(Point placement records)
* Begin *

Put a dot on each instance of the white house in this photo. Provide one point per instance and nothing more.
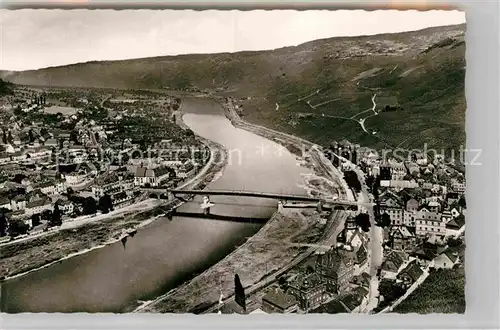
(38, 206)
(66, 207)
(18, 203)
(74, 179)
(447, 259)
(5, 203)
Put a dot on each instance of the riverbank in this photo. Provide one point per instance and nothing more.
(263, 254)
(28, 256)
(33, 253)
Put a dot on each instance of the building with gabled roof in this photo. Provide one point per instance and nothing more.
(278, 301)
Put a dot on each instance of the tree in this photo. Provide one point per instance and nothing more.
(363, 221)
(282, 282)
(461, 202)
(3, 223)
(385, 220)
(47, 215)
(35, 220)
(239, 292)
(56, 219)
(17, 227)
(89, 206)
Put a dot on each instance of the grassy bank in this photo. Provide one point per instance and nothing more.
(28, 255)
(264, 253)
(442, 292)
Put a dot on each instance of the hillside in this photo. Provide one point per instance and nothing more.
(318, 89)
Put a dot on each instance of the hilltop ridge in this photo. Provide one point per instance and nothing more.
(314, 89)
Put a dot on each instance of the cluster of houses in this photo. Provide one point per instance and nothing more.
(72, 159)
(426, 206)
(337, 275)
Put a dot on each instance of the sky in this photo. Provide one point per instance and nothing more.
(33, 39)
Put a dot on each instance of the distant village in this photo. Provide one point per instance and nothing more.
(67, 155)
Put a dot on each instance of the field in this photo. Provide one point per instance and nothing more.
(442, 292)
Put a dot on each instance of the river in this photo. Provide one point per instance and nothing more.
(166, 253)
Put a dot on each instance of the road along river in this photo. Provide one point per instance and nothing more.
(165, 253)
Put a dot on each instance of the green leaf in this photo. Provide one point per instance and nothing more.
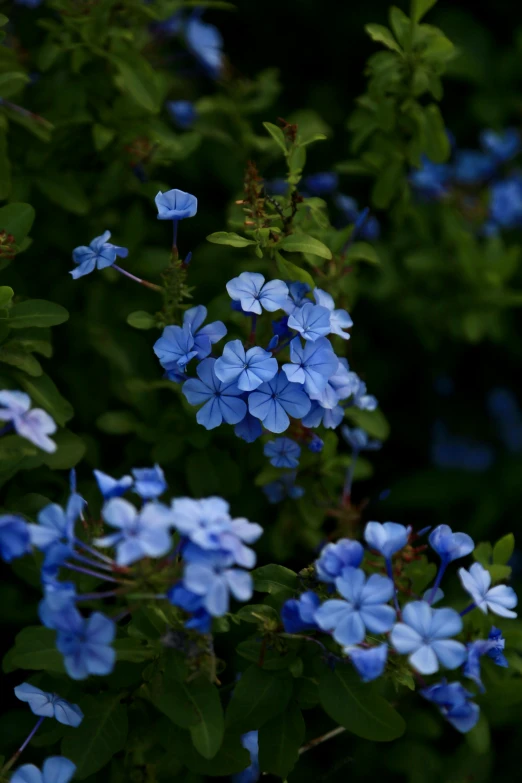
(378, 32)
(274, 578)
(257, 697)
(503, 549)
(101, 734)
(229, 238)
(289, 271)
(279, 742)
(36, 312)
(302, 243)
(140, 319)
(358, 706)
(35, 648)
(277, 135)
(17, 219)
(362, 251)
(420, 7)
(44, 393)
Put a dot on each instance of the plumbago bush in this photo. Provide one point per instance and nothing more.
(170, 639)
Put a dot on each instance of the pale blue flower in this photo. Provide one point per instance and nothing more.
(249, 369)
(424, 635)
(255, 295)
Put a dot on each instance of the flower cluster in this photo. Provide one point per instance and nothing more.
(364, 616)
(192, 551)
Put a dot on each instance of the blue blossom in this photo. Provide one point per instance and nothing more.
(283, 453)
(275, 400)
(149, 482)
(175, 205)
(49, 705)
(298, 614)
(335, 557)
(54, 533)
(14, 537)
(204, 336)
(339, 319)
(297, 296)
(56, 769)
(369, 663)
(183, 113)
(311, 365)
(365, 607)
(254, 294)
(311, 321)
(424, 635)
(110, 487)
(503, 146)
(322, 184)
(450, 546)
(473, 166)
(205, 42)
(387, 538)
(221, 400)
(249, 369)
(359, 440)
(175, 348)
(98, 255)
(499, 599)
(493, 647)
(285, 486)
(454, 703)
(35, 425)
(141, 534)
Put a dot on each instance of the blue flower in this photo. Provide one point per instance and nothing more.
(454, 703)
(175, 205)
(205, 42)
(283, 453)
(54, 533)
(249, 369)
(359, 440)
(49, 705)
(365, 607)
(424, 636)
(335, 557)
(311, 321)
(386, 538)
(369, 663)
(175, 348)
(473, 166)
(298, 614)
(450, 546)
(221, 400)
(254, 294)
(322, 184)
(275, 400)
(297, 296)
(499, 599)
(312, 365)
(204, 336)
(215, 585)
(183, 113)
(112, 488)
(503, 146)
(339, 319)
(14, 537)
(149, 482)
(143, 534)
(99, 255)
(34, 425)
(86, 644)
(56, 769)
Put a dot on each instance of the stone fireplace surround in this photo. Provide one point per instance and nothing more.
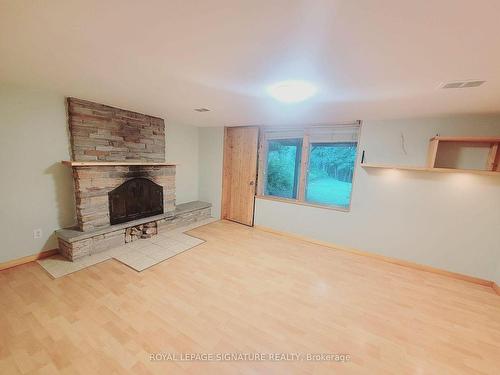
(111, 146)
(93, 182)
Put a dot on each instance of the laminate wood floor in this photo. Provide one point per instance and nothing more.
(248, 291)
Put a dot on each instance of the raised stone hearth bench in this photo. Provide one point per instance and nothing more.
(74, 244)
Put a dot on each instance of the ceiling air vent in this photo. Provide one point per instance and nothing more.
(461, 84)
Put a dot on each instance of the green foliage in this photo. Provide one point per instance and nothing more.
(335, 160)
(282, 167)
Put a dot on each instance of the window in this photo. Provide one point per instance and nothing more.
(309, 166)
(283, 163)
(329, 177)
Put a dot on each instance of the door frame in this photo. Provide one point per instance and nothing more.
(226, 177)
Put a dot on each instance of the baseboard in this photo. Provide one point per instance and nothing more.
(27, 259)
(404, 263)
(496, 288)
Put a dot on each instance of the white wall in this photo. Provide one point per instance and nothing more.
(450, 221)
(36, 190)
(211, 153)
(182, 148)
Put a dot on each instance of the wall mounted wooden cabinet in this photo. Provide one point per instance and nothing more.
(474, 153)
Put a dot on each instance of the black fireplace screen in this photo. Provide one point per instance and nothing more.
(135, 199)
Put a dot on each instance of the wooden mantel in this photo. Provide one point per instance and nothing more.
(113, 163)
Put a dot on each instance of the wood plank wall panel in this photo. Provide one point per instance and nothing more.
(100, 132)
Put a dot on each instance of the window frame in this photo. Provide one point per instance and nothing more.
(304, 164)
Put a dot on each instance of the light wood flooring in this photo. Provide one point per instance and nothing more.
(246, 290)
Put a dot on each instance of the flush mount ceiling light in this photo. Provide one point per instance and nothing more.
(292, 91)
(461, 84)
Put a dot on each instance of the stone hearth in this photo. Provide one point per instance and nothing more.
(75, 244)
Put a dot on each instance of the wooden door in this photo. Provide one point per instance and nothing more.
(239, 173)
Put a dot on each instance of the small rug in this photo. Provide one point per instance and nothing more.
(139, 255)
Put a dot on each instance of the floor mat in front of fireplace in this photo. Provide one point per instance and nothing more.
(139, 255)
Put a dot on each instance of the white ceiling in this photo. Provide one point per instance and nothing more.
(370, 59)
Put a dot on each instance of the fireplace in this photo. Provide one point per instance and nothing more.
(135, 199)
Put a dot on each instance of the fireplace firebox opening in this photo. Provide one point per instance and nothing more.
(135, 199)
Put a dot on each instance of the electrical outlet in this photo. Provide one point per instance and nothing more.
(37, 233)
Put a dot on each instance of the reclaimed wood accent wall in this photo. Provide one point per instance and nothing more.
(100, 132)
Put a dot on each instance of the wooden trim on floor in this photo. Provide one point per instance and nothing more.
(27, 259)
(496, 288)
(404, 263)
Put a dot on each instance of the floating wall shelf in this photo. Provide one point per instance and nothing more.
(492, 164)
(426, 169)
(112, 163)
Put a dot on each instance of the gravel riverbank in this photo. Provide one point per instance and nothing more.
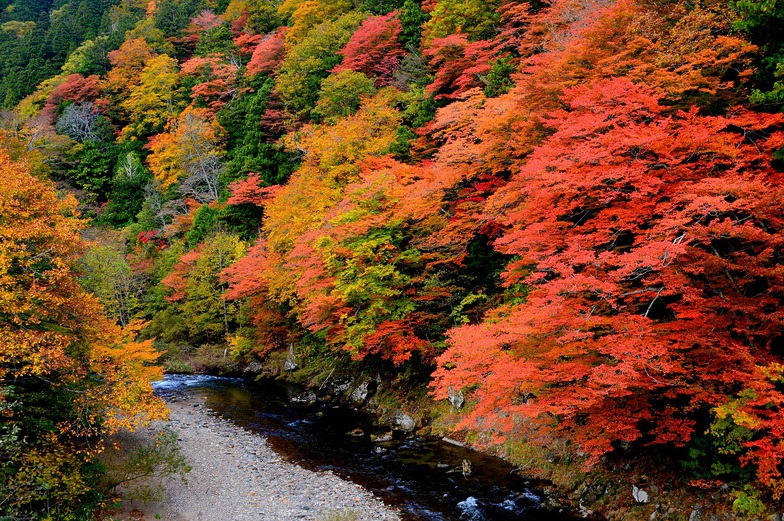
(236, 476)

* End *

Objective:
Excluding pictures, copy exactly the lines from the line containing "Put a dot on each instance of the fireplace firebox" through the last line of the data, inclusive.

Output of the exercise:
Put a dot on each instance of the fireplace firebox opening in this photo. Provide one point per instance and nothing more.
(135, 199)
Put a dot on each instance of the electrical outlet in this photo. Provide one point per instance and nothing more.
(37, 233)
Put a dot on each instance of the reclaimed wood accent wall in this photo. Provide one point per instance and nothing more.
(100, 132)
Put a dot on each instance of the wooden trim on floor in this photo. Provide one point per instance and nothing more.
(27, 259)
(496, 288)
(404, 263)
Put a dot on each instance of the floating wall shelf in this photo. Provide one point per instance and nothing more.
(492, 164)
(426, 169)
(112, 163)
Put a dot on each instance of the gravel riverbank in this photo. Provide one point per instance and nothing more.
(236, 476)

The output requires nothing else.